◆ Assignment: Print each line once more, unchanged, from the line holding "smoke in the photo above." to the end of the listing below.

◆ Dataset content:
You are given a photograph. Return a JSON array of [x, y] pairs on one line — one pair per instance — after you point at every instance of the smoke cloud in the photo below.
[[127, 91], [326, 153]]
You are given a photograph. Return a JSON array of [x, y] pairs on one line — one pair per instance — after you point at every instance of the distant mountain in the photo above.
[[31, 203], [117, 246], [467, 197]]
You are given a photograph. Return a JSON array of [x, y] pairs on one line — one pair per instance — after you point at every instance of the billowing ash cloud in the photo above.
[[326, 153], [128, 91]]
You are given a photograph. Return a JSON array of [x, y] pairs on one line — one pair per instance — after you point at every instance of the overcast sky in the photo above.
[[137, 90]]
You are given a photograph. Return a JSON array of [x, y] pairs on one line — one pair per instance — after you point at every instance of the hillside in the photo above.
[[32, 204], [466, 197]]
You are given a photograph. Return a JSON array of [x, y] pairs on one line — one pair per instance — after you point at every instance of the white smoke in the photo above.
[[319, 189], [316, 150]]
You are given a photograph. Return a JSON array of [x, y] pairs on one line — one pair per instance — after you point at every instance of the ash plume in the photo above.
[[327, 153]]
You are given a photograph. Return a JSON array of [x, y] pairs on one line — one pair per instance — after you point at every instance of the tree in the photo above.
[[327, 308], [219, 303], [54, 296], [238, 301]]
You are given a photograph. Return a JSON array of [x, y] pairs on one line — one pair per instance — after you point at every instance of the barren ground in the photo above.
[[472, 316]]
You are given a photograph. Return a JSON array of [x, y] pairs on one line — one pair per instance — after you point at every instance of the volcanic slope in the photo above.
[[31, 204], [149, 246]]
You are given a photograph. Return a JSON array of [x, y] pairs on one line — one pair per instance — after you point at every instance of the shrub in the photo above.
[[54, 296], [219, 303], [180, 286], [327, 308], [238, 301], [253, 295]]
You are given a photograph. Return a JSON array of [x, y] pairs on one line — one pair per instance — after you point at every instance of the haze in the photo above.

◆ Response to the exercise:
You are given a photograph. Return a JSON array of [x, y] pairs on one line — one pair per instance — after you point at every instance of the white smoke in the photo above.
[[319, 189], [316, 150]]
You are given a photograph. Return a JSON array of [x, y] pairs on one line — one pair per instance — after you point at every instance of the ash plume in the photo above.
[[327, 153]]
You are given a photograph. Return a JSON array of [x, y] pairs on one line — one pair per instance — after you point at every instance of the tree in the photo above.
[[327, 308], [219, 303], [54, 296], [238, 301]]
You are given a photograph. Return a JSON array of [x, y] pairs on one line — one pair per instance — after you point at every instance of the barren ground in the photo above.
[[472, 316]]
You are given a photograph. Return a JSON array of [x, y] pairs on one line — one pair per instance — after you point at every instance of the volcanic slope in the photo above.
[[31, 204], [149, 246]]
You are given a photograph. Return a JSON array of [x, y] pairs on one line — one pair per instance — after you point at every instance of the shrub in the photo above.
[[54, 296], [219, 303], [180, 286], [327, 308], [238, 301], [253, 295]]
You are given a photograph. Return a JSON array of [x, y] pairs on one line — one pair per instance — after you point at every instance of the haze in the photo above.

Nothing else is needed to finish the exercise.